**Document excerpt**.

————————

Prisons as a “Market” for Profits
As Robert Heilbroner (1985) notes, within a capitalist society there tends to be an insatiable desire to continue “converting money into commodities and commodities into money” (p. 60).
Everything, it seems, is turned into a “commodity” - from the simplest products (e.g., paper and pencil) to human beings (e.g., women’s bodies, slaves). Indeed, within a capitalist society “daily life is scanned for possibilities that can be brought within the circuit of accumulation,” since any aspect of society that can produce a profit will be exploited. Life itself has been “commodified” (Heilbroner, 1985, p. 60).
Part of this drive for profits stems from the ideology of the “free market,” a system of beliefs that under girds the entire capitalist economic system. According to this ideology every individual pursues his or her own personal interests and the result is a collective good for the entire society. It is Adam Smith’s “invisible hand” at work. Corporations are “free” to do whatever they want. The failure of this philosophy became evident in late 2008 and continues to the present date. The current recession illustrates this perfectly. These “free markets” faltered miserably and taxpayers were called upon to “rescue” them. This is nothing less than socialism for the rich and free enterprise for everyone else. A good assessment of the present economic crisis is found in Paul Krugman’s book The Return of Depression Economics (2009) and several of his columns in the New York Times (such as Krugman, 2010).
A key part of the development of private prisons is the belief that the free market can do it better than the government. Although distrust of government dates back to the early years of the country, it became more common during the Reagan Administration. As the authors noted in Chapter 2, Ronald Reagan summed it up nicely when he said in 1981 that “Government is not the solution to our problems. Government is the problem.” What he and others with similar views keep forgetting to mention is that government is a problem “unless it can benefit big business,” which in fact it has done with much regularity for more than 100 years. Anti-government feelings have reached a boiling point during the past year or so, as exemplified with the so-called “Tea Party” movement. Incidentally, some fact checking on the size of the government under different administrations and lo and behold it has consistently increased more under Republican administrations than under Democratic administrations. Specifically, during a 40 year period (1962-2001) the total of non-defense government employees rose by 310,000 during Republican administrations, while during Democratic administrations there was an increase of just 59,000. In other words, of the 369,000 employees added, 84% were added under Republican administrations. The size of the government got even bigger under Bush, going from 18.4 percent of GDP in 2000 to 20.3 percent of GDP in 2006 (Ward, 2008). While Clinton increased the federal budget by 11%, under Bush it went up by 104 percent (De Rugy, 2009). Also, the national debt went up by 72% under Bush (Knoller, 2010). This is the irony of free market worshipers: they actually want the government to help them out whenever possible. Without a doubt CCA and other private prison operators like the government.

————————

**Dataset extract**.
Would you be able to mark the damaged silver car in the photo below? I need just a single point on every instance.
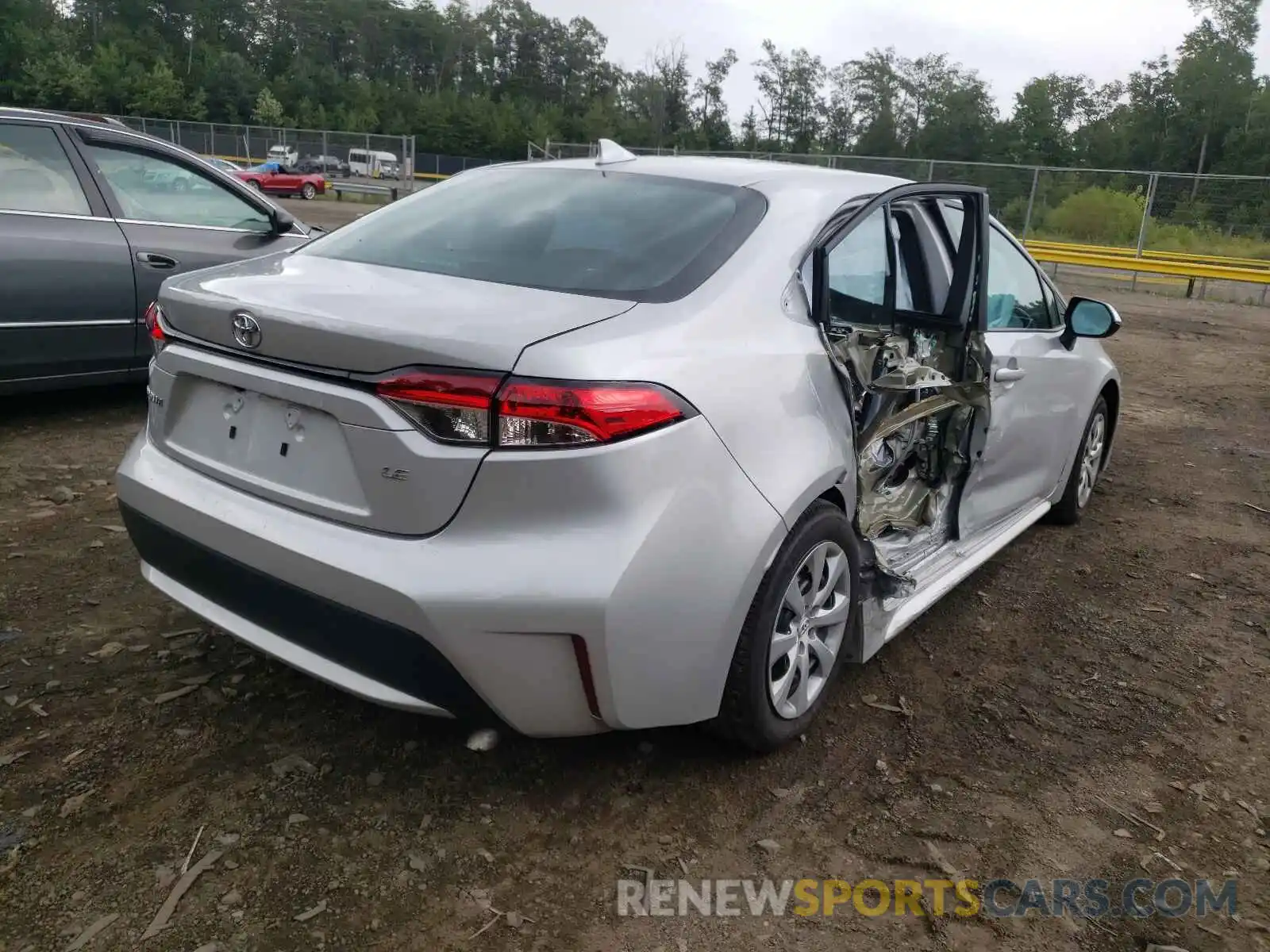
(614, 443)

————————

**Set exercise**.
Please return the section of the text on prisons as a market for profits that starts at "Prisons as a" and ends at "1985, p. 60).", copied word for word.

**Response for this exercise**.
Prisons as a “Market” for Profits
As Robert Heilbroner (1985) notes, within a capitalist society there tends to be an insatiable desire to continue “converting money into commodities and commodities into money” (p. 60).
Everything, it seems, is turned into a “commodity” - from the simplest products (e.g., paper and pencil) to human beings (e.g., women’s bodies, slaves). Indeed, within a capitalist society “daily life is scanned for possibilities that can be brought within the circuit of accumulation,” since any aspect of society that can produce a profit will be exploited. Life itself has been “commodified” (Heilbroner, 1985, p. 60).